All records are to be retyped faithfully and completely.
━━━ EXTRACTED ENTRIES ━━━
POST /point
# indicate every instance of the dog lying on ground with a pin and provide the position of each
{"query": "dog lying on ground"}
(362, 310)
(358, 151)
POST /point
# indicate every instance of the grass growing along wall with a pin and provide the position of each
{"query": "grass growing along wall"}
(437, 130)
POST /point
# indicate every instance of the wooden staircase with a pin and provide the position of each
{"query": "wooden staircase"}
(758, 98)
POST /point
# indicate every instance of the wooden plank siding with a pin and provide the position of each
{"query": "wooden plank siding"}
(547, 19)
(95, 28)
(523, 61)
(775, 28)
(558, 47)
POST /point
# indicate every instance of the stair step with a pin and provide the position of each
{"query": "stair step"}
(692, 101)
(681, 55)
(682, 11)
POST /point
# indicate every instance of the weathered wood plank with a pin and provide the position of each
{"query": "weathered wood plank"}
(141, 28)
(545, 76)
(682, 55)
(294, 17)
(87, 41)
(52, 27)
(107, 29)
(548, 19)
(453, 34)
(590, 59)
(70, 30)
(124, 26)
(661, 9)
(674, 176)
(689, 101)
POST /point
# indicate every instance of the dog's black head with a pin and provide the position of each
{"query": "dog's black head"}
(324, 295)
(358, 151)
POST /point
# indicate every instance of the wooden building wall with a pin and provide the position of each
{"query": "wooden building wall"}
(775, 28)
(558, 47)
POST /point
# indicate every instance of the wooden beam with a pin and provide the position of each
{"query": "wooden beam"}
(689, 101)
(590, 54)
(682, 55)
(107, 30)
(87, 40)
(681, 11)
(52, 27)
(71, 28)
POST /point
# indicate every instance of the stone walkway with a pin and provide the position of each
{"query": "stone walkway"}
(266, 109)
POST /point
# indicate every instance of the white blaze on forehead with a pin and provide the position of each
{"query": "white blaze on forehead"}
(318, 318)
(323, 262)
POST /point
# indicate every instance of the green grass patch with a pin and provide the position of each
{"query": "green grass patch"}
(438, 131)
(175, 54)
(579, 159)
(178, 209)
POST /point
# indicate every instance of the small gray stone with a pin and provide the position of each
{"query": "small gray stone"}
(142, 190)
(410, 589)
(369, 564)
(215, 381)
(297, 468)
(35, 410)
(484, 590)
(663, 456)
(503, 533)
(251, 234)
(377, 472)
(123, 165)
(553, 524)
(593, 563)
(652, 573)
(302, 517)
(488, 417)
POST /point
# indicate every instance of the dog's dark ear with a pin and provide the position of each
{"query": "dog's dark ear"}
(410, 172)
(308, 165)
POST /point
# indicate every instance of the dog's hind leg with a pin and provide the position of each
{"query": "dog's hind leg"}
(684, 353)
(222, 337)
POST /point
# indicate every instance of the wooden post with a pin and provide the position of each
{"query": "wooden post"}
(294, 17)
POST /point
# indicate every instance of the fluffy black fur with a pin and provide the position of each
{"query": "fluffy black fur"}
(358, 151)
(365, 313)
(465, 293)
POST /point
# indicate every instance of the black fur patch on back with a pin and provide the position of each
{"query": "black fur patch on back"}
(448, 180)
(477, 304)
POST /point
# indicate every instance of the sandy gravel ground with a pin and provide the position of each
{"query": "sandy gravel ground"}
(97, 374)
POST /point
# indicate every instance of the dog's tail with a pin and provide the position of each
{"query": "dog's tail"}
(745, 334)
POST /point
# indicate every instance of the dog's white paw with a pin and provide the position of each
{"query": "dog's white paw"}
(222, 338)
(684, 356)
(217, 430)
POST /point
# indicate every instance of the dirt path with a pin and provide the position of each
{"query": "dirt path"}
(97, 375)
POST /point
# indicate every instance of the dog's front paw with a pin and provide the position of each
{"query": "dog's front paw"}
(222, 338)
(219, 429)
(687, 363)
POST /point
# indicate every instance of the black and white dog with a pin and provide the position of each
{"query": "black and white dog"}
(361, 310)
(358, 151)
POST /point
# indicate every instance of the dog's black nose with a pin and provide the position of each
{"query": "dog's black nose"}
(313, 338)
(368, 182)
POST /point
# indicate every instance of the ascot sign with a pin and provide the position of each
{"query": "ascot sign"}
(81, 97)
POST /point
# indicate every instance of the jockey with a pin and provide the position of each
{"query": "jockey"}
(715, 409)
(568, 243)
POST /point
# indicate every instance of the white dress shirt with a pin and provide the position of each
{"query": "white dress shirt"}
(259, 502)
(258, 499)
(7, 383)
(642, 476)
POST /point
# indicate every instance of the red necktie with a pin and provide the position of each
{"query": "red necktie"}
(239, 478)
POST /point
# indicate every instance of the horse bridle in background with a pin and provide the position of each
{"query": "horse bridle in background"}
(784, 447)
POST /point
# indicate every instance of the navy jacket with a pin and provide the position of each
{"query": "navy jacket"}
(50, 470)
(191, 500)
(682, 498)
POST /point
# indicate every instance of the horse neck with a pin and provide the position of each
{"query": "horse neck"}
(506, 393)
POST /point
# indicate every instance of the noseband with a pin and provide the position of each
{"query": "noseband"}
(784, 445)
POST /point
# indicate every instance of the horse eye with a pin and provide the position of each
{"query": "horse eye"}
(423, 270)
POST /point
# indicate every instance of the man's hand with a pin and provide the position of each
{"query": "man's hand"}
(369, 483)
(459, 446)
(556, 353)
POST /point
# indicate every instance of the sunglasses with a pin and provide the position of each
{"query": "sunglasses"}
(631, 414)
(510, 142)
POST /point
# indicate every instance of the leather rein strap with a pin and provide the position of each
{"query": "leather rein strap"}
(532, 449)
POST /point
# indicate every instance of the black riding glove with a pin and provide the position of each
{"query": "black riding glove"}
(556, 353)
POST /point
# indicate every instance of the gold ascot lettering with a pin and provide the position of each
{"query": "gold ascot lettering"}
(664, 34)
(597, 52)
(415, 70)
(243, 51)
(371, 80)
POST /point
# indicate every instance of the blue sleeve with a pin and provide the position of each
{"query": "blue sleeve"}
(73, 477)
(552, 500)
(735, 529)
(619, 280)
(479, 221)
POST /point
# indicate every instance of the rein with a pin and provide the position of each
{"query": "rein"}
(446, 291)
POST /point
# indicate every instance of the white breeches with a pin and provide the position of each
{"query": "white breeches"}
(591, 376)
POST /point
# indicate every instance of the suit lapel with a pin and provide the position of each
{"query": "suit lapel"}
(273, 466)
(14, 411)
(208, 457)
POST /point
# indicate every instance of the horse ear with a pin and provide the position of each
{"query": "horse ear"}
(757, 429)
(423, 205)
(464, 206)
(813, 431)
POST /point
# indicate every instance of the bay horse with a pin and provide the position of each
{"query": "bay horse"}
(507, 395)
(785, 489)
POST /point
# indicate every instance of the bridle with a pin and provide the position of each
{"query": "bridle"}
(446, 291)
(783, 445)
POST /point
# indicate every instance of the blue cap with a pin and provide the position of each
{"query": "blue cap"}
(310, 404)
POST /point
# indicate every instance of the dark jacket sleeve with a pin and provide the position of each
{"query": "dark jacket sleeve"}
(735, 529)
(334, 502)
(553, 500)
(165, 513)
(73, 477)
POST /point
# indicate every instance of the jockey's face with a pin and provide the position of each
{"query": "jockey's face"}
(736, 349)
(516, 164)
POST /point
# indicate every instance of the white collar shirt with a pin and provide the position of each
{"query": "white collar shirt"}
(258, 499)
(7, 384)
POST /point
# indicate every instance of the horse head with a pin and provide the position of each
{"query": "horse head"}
━━━
• [TASK OUTPUT]:
POST /point
# indicate every instance of the dog lying on ground with a pin and provide the position of each
{"query": "dog lying on ground"}
(362, 310)
(358, 151)
POST /point
# indicate every instance of the grass growing along wall with a pin and provide the position of each
{"query": "grass growing along wall"}
(437, 130)
POST /point
# indicate every instance of the wooden staircase with a pin and provide the position of each
{"query": "wooden staircase"}
(758, 98)
POST /point
# indicate every instance of the wooden plank siding with a pin and provide the position of each
{"query": "wooden plank siding"}
(547, 19)
(95, 28)
(523, 61)
(775, 28)
(558, 47)
POST /point
# indicate every instance of the stair step with a pin and provide the position of each
{"query": "stair step"}
(692, 101)
(681, 55)
(682, 11)
POST /point
# indicate every instance of the weathered wood plank with a pin and provide the position of each
{"query": "weathered wood plank"}
(141, 28)
(545, 76)
(682, 55)
(294, 17)
(87, 41)
(52, 27)
(107, 29)
(548, 19)
(453, 34)
(590, 59)
(70, 30)
(124, 26)
(661, 9)
(674, 176)
(689, 101)
POST /point
# indicate every instance of the dog's black head with a pin and provide the position of each
{"query": "dog's black head"}
(324, 295)
(358, 151)
POST /point
# indicate every instance of the wooden building wall with a pin and provide the position of each
{"query": "wooden building wall"}
(775, 28)
(558, 47)
POST /point
# indicate every instance of the wooden beam with a pin and provide the position of each
{"query": "wooden beam"}
(689, 101)
(590, 54)
(682, 55)
(107, 30)
(87, 40)
(681, 11)
(52, 27)
(71, 28)
POST /point
# indicate every instance of the stone walkway with a pin and provide the position of each
{"query": "stone walkway"}
(266, 109)
POST /point
# indicate every instance of the white blaze on forehead with a pin and provide the position of each
{"query": "white blaze on forehead"}
(318, 318)
(323, 262)
POST /point
# indicate every instance of the green grass patch with a pin and provide the position of each
{"query": "green grass patch"}
(438, 131)
(175, 54)
(579, 159)
(178, 209)
POST /point
# indicate every instance of the small gray stone with a pin and provide the position of each
{"query": "small gray stone"}
(142, 190)
(410, 589)
(369, 564)
(215, 381)
(297, 468)
(35, 410)
(484, 590)
(663, 456)
(503, 533)
(251, 234)
(377, 472)
(123, 165)
(553, 524)
(593, 563)
(652, 573)
(302, 517)
(488, 417)
POST /point
# indicate every instance of the dog's dark ear with a pin and provide the position of each
{"query": "dog's dark ear"}
(410, 172)
(308, 165)
POST /point
# indicate every instance of the dog's hind leg with a pin and provide the position of each
{"query": "dog's hind leg"}
(684, 353)
(222, 337)
POST /point
# indicate every instance of the wooden post with a pin and provide the position of each
{"query": "wooden post"}
(294, 17)
POST /point
# indicate every instance of the fluffy black fur with a pin and provide the position of each
{"query": "fluffy black fur"}
(358, 151)
(365, 313)
(465, 293)
POST /point
# indicate every instance of the black fur patch on back with a pin and provide the position of each
{"query": "black fur patch on back"}
(448, 180)
(477, 304)
POST /point
# indicate every instance of the sandy gravel ground with a pin and provide the position of each
{"query": "sandy gravel ground"}
(97, 374)
POST /point
# indicate every instance of the dog's tail with a pin and provide the position of each
{"query": "dog's tail"}
(745, 334)
POST /point
# indicate every instance of the dog's white paw with a pin and provide the position of each
{"query": "dog's white paw"}
(222, 338)
(684, 356)
(217, 430)
POST /point
# indicate every instance of the dirt path with a pin and provide the position of each
{"query": "dirt path"}
(97, 375)
POST /point
# indicate every instance of the dog's front paw with a pin and provide the position of each
{"query": "dog's front paw"}
(222, 338)
(219, 429)
(687, 363)
POST /point
# indicate every instance of the black and white dog with a pin and provide the position of each
{"query": "black and white dog"}
(361, 310)
(358, 151)
POST /point
# indicate every instance of the dog's black nose with a pin and provide the position of each
{"query": "dog's black nose"}
(313, 338)
(368, 182)
POST /point
# indicate every instance of the ascot sign with a pin and provide the position of each
{"query": "ascot sign"}
(81, 97)
POST /point
# indicate every instance of the jockey with a pin and provide the position of each
{"query": "jockey"}
(715, 409)
(568, 243)
POST /point
# indicate every instance of the white dress shirt with a pin and provide the position of each
{"query": "white dress shirt"}
(259, 502)
(258, 499)
(7, 383)
(642, 476)
POST /point
# indicate every instance of the red necktie with a pin and provide the position of each
{"query": "red necktie"}
(239, 478)
POST /point
# indicate every instance of the horse bridle in background with a pin and provide the position of each
{"query": "horse bridle in background"}
(784, 447)
POST /point
# indicate every instance of the navy jacket with a pin and provide the position of each
{"query": "navy jacket"}
(50, 470)
(191, 500)
(682, 498)
POST /point
# indicate every instance of the horse neck with a pin and provide the position of each
{"query": "horse neck"}
(506, 393)
POST /point
# indicate every instance of the noseband with a pin and provide the position of each
{"query": "noseband"}
(784, 445)
POST /point
# indicate every instance of the horse eye with a pin and provide the position of each
{"query": "horse eye"}
(423, 270)
POST /point
# indicate every instance of the man's hand with a pin and provide the position of each
{"query": "man's hand"}
(369, 483)
(459, 446)
(556, 353)
POST /point
# indicate every instance of the sunglasses with a pin and provide the position of each
{"query": "sunglasses"}
(631, 414)
(510, 142)
POST /point
# indicate every instance of the leather rein strap with a pin and provide the position of each
{"query": "leather rein strap"}
(532, 449)
POST /point
# indicate every instance of the black riding glove with a pin and provide the position of each
{"query": "black riding glove"}
(556, 353)
POST /point
# indicate every instance of the gold ascot lettering with a pin and provide the position of each
{"query": "gold ascot lettering"}
(664, 34)
(597, 52)
(415, 70)
(243, 51)
(371, 80)
POST /point
# indicate every instance of the blue sleeve with a pin and provide the position of each
{"query": "blue sleeve"}
(73, 477)
(552, 500)
(735, 529)
(619, 280)
(479, 221)
POST /point
# indicate every instance of the rein with a pin and provide the position of each
{"query": "rein"}
(446, 291)
POST /point
# indicate every instance of the white breeches with a pin and provide the position of each
{"query": "white breeches"}
(591, 376)
POST /point
# indicate every instance of the suit lapel with a pin and provide the position of each
{"query": "suit lapel"}
(273, 466)
(14, 411)
(208, 457)
POST /point
# indicate every instance of the horse ear with a pin and provide the position of each
{"query": "horse ear"}
(757, 429)
(423, 205)
(464, 206)
(813, 431)
POST /point
# indicate every instance of the bay horse with a pin and provide the position of each
{"query": "bay horse"}
(507, 395)
(785, 489)
POST /point
# indicate every instance of the bridle with a pin and provide the position of each
{"query": "bridle"}
(446, 291)
(783, 445)
POST /point
# indicate every instance of the blue cap with a pin and provide the position of each
{"query": "blue cap"}
(310, 404)
POST /point
# indicate every instance of the dark jacket sleeve with a pin and provide the position of each
{"query": "dark jacket sleeve"}
(735, 529)
(334, 502)
(553, 500)
(165, 513)
(73, 477)
POST /point
# indicate every instance of the jockey's face with a pin and provide the position of each
{"query": "jockey's face"}
(736, 349)
(516, 164)
POST /point
# indicate every instance of the white collar shirt with a pin and provide the position of each
{"query": "white collar shirt"}
(258, 499)
(7, 384)
POST /point
# indicate every instance of the horse head with a pin and provide the position of each
{"query": "horse head"}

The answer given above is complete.